___ DOCUMENT EXTRACT
Gayz (Does Not) Meanz Heinz

June 25, 2008

Blade has been intrigued by the story of “57 Varieties” Heinz and its television ad for Deli Mayo.

Last week, The Guardian reported that viewers would encounter some extra sauce thanks to a new Heinz ad featuring two men sharing a quick goodbye kiss just as one of them set off for work while the other, somewhat remarkably attired as a chef, stayed home. The prelude saw the chef addressed as “mum” by a young boy and his sister.

Now, though, a barrage of complaints to the Advertising Standards Authority has seen Heinz withdraw the ad. It was set to run for a total of five weeks but over 200 irate individuals have ensured that the rest of us have had just a brief encounter with what the complainants describe as “offensive” and “inappropriate.” By ditching the ad, Heinz now finds itself accused of pandering to homophobia.
______
___ RECORD LIST
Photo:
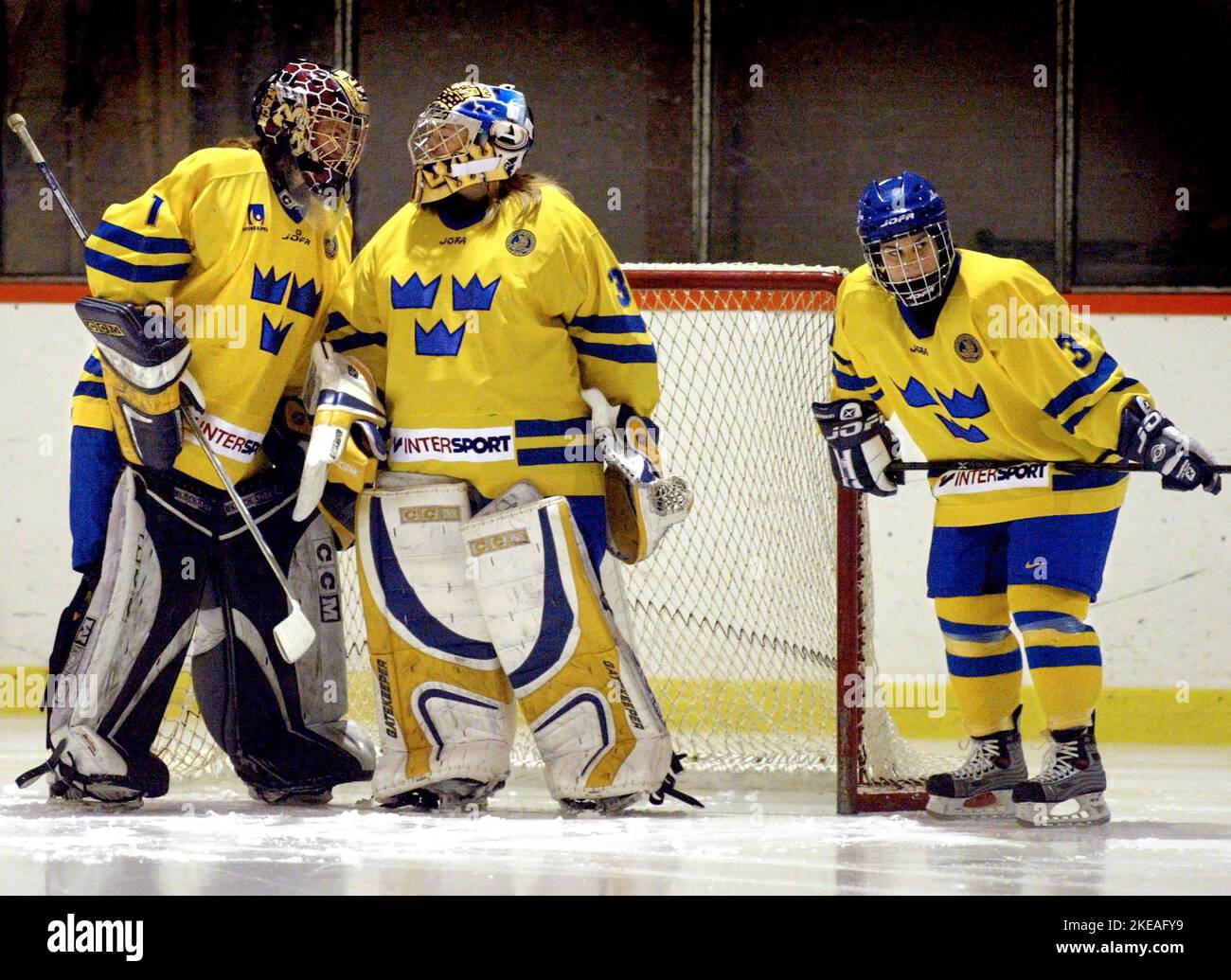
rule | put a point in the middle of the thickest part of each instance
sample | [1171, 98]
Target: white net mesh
______
___ RECORD LIST
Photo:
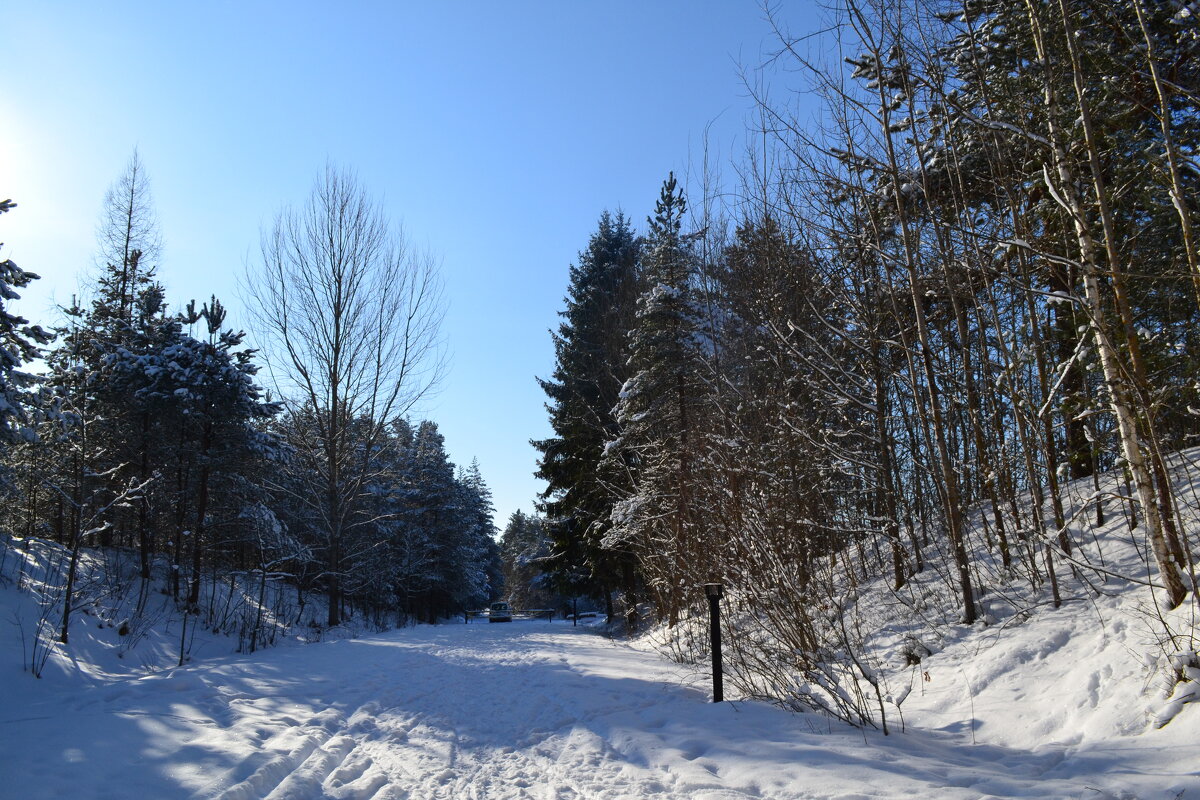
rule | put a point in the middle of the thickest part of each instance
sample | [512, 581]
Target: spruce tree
______
> _TASK LIST_:
a: Count the lines of the records that contain the string "Target", treating uppercase and lowercase as different, and give only the number.
b: Please carry on the piece about the withdrawn Heinz mayonnaise ad from the point where it stops.
The piece on the Heinz ad and the records are unrelated material.

> _EXPECTED OUTPUTS_:
a: 2

b:
What to make of this? Speaking for himself, Blade missed the ad in its one-week of televisual bliss and, until the story broke, had not thought of Heinz for many years. Granted, while at university and in the early days of his career, Heinz’ products saved many a Blade household plate from being no more than a gesture in minimalism. But Blade had moved on, largely eschewing Heinz’ fare, especially Beanz, save when strictly necessary. Now, though, the temptation to rush to the supermarket and buy up as many varieties (but no more than 57) is almost unassailable. For Blade has done what any right-thinking person would do and scoured the web for more about Heinz. He learns that Heinz’ Tomato Ketchup apparently contains small amounts of celery, that Heinz made an appearance in The Manchurian Candidate, and that the Heinz pickle factory in Michigan is reputedly the largest pickle factory in the world. Moreover, the famous “57 Varieties” slogan is apparently a misnomer, there being 60 or even more Heinz varieties.

heinzbox1.jpg

Could it be that Heinz knew its latest ad would encounter flak via the good offices of the ASA and that it would have to be dropped, but that thereafter the world and his wife (whether dressed as a chef or not) would search the web for Heinz in all its glory, encountering not only the iconic Andy Warhol image above but the footage below?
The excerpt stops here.